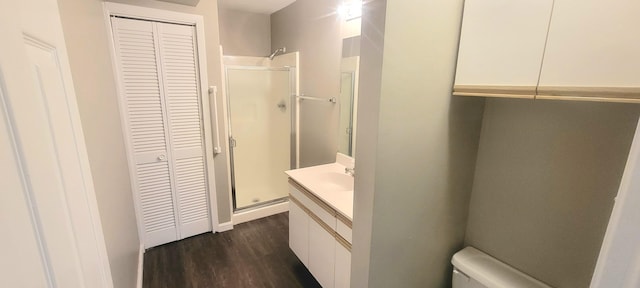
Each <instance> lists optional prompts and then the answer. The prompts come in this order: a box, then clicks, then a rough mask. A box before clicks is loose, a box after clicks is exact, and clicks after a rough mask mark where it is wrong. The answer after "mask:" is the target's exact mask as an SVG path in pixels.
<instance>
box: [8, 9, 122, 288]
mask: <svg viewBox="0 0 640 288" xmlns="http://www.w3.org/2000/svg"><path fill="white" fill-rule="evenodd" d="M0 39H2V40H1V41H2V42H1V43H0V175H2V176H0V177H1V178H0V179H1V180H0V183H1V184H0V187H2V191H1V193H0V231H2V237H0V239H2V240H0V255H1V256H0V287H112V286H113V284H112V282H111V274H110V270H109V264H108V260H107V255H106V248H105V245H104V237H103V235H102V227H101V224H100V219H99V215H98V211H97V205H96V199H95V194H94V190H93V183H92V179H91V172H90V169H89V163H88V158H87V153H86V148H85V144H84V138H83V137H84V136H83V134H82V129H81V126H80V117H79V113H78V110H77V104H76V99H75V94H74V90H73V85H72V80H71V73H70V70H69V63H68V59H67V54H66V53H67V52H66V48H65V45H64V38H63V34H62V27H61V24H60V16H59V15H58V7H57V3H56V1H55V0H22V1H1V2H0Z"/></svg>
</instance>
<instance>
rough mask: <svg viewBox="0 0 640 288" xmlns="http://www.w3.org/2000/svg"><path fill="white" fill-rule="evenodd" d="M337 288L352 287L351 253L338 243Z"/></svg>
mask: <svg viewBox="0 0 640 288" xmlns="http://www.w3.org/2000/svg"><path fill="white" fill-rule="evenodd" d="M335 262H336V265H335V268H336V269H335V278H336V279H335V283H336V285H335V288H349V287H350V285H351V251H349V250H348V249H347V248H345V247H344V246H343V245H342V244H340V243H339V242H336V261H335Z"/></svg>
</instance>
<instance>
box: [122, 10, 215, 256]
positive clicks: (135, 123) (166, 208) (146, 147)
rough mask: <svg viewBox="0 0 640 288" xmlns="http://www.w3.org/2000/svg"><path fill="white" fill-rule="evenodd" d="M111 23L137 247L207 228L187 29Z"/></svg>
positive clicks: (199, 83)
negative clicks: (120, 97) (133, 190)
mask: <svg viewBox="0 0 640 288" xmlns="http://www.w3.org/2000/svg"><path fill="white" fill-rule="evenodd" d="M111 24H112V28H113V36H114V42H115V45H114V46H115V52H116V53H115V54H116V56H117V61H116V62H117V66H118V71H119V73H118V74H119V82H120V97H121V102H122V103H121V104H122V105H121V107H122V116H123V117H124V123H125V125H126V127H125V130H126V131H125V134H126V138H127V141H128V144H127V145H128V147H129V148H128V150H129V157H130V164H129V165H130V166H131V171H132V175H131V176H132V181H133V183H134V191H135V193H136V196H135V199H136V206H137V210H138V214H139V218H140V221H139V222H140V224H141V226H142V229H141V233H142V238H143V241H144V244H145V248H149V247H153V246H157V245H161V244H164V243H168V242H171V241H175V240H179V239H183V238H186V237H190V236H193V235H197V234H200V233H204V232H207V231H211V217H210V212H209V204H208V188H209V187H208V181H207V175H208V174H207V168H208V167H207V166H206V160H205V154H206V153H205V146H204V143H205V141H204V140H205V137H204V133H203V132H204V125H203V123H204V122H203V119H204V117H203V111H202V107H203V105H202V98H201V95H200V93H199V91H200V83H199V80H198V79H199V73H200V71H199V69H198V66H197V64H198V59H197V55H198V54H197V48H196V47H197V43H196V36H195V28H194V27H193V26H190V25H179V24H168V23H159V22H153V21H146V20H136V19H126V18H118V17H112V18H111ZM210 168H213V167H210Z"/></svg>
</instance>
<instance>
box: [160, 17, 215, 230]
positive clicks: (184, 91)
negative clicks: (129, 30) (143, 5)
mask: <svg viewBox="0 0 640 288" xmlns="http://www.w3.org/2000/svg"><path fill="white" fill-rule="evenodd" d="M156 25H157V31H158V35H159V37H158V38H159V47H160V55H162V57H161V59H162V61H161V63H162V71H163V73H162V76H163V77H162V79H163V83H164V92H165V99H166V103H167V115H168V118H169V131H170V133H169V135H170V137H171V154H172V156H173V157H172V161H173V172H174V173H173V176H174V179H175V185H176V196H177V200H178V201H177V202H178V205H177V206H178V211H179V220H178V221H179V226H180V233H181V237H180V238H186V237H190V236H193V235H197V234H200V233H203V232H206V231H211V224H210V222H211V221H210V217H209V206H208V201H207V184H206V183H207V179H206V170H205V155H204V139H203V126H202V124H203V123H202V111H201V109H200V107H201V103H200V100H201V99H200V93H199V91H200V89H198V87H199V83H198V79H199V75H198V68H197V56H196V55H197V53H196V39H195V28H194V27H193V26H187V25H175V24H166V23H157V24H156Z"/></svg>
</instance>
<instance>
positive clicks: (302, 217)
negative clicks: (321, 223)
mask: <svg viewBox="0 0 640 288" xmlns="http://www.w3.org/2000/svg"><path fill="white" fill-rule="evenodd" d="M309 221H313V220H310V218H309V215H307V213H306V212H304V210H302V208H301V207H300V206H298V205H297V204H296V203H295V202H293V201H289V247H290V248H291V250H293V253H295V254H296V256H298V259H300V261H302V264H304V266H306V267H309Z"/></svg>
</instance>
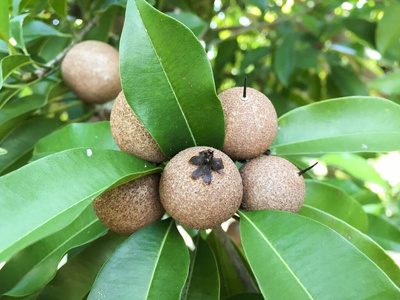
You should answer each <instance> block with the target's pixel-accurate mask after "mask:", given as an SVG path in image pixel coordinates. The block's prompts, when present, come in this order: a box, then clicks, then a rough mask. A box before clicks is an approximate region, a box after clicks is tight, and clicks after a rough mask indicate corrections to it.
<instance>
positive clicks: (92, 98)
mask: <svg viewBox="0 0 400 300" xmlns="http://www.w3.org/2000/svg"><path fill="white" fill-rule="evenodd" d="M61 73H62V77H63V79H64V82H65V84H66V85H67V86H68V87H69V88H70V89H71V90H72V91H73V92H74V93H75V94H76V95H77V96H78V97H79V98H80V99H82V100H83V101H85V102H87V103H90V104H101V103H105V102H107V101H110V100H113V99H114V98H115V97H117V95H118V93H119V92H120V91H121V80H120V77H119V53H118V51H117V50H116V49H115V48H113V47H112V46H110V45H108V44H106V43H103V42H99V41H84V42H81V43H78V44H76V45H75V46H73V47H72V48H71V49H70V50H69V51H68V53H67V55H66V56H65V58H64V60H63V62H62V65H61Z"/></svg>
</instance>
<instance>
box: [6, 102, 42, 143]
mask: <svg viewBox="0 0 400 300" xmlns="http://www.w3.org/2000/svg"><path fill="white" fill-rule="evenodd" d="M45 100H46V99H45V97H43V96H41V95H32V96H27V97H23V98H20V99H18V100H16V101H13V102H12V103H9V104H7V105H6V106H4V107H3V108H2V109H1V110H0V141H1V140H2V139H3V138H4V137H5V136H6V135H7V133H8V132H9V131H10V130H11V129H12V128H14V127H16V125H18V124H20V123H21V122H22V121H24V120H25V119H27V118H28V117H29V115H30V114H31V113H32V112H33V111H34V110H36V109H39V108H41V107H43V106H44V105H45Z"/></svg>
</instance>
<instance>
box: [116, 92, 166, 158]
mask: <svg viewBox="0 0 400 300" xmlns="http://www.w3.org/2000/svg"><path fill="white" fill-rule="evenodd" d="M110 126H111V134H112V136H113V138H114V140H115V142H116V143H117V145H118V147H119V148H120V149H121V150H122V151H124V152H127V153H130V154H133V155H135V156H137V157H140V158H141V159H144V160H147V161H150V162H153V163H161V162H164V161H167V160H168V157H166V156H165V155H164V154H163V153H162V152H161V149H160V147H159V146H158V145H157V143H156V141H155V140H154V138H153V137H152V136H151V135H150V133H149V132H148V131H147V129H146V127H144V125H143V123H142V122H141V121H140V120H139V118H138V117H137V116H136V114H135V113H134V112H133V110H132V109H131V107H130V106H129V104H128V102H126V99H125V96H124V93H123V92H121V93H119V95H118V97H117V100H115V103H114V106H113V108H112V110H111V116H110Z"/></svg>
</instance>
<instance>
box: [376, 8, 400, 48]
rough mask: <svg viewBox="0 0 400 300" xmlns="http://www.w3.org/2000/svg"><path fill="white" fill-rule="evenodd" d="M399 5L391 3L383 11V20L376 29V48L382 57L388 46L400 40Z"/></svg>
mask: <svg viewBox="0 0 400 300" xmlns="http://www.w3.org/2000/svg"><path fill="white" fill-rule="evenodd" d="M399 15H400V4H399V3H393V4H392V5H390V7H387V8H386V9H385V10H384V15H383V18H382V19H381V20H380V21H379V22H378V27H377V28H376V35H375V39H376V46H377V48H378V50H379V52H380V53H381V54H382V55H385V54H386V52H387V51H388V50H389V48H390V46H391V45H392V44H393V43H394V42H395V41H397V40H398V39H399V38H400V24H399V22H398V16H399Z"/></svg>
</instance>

+-------+

**DIRECTIVE:** Copy out the material from its beginning up to and including the line containing "box: [8, 9, 122, 288]", leaving out the picture.

**YOUR SOLUTION:**
Each <instance> lists optional prompts and then the answer. The prompts come in this order: a box, then clicks, then a rough mask. A box before clicks is loose, a box after clicks is exact, and clicks after a rough mask mark where it is wrong. The answer after "mask:" is the target's exact mask as an SVG path in pixels.
<instance>
box: [8, 9, 122, 288]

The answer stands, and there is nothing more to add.